> Required actions
1. In the review of A People's Tragedy, can you reproduce the stretch from "Figes cites no" through "1950), pp. 74-76]."?
2. Answer these questions from the review of A People's Tragedy:
(a) In what year was the book under review published?
(b) With whom did Kerensky equate himself?
(c) In what year did Vodovozov write his story about Lenin and the 1891 famine?

> Source extract
########################################

A People’s Tragedy
Orlando Figes, A People’s Tragedy: The Russian Revolution, 1891-1924. Jonathan Cape, 1996
Of Tsarism, the bourgeois liberals under Tsarism, the Provisional Government in 1917, the Whites in the Civil War, and even the Mensheviks and the SRs, what Figes has to say is pretty much what the Bolsheviks said of them.
Thus, for example: “Trotsky described Martov as the ‘Hamlet of Democratic Socialism’ - and this is just about the sum of it… [His qualities] made him soft and indecisive when just the opposite was required”.
The Mensheviks, Figes notes, “had practically ceased to exist in Petrograd by the end of September [1917]: the last all-city party conference was unable to meet for lack of a quorum… Blind by their own commitment to the state, which made them defend the coalition principle at all costs, they ceased to act or think like revolutionaries and dismissed the workers’ growing radicalism and support for the Bolsheviks as a manifestation of their ‘ignorance’ and ‘immaturity’…”
About Kerensky he is more scornful than anyone else I’ve read. Kerensky actively fomented a personality cult around himself, equating himself with Napoleon. He would visit the front dressed in the finest uniforms, and “even wore his right arm in a sling, although there was no record that the arm had ever been hurt…”
Figes does not even have much more than scorn for the Constituent Assembly dispersed under the influence of the Bolsheviks and Left SRs in January 1918.
When Figes wants a pithy summing up of something or someone - as of Martov, above - it is usually Trotsky he turns to for the telling phrase. Yet Figes is vehemently hostile to Trotsky and the Bolsheviks. Discussing the civil war, he makes equations of them with Franco’s fascists in the Spanish Civil War as frequent as they are nonsensical.
He especially hates Lenin. His first major reference to Lenin [p.129] is a claim that: “During the famine of 1891 he opposed the idea of humanitarian relief on the grounds that the famine would force millions of destitute peasants to flee to the cities and join the ranks of the proletariat: this would bring the revolution one step closer… In this contempt for the living conditions of the common people were the roots of the authoritarianism to which the revolution had such a tragic propensity…”
Figes cites no source. The story comes from one Vodovozov, later a Trudovik, writing 34 years later, in 1925. It was put into wider circulation by the biography of Lenin by the Menshevik David Shub. Bertram Wolfe criticised Shub, citing a discussion of Vodovozov’s story by Trotsky in his book The Young Lenin. Shub offered no reply other than that he considered Vodovozov “one of the outstanding Russian publicists, who devoted his life to the struggle for freedom and humanism” [Russian Review, Vol. 9, No. 1 (Jan., 1950), pp. 74-76].

########################################

> Information provided
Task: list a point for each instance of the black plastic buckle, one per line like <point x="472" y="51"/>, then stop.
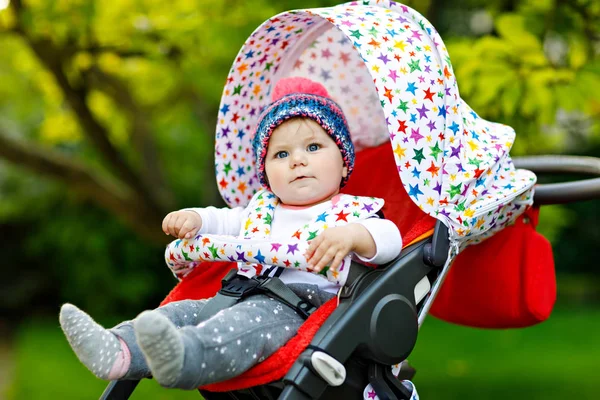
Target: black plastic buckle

########################################

> Task-by-task solutions
1.
Figes cites no source. The story comes from one Vodovozov, later a Trudovik, writing 34 years later, in 1925. It was put into wider circulation by the biography of Lenin by the Menshevik David Shub. Bertram Wolfe criticised Shub, citing a discussion of Vodovozov’s story by Trotsky in his book The Young Lenin. Shub offered no reply other than that he considered Vodovozov “one of the outstanding Russian publicists, who devoted his life to the struggle for freedom and humanism” [Russian Review, Vol. 9, No. 1 (Jan., 1950), pp. 74-76].

2.
(a) 1996
(b) Napoleon
(c) 1925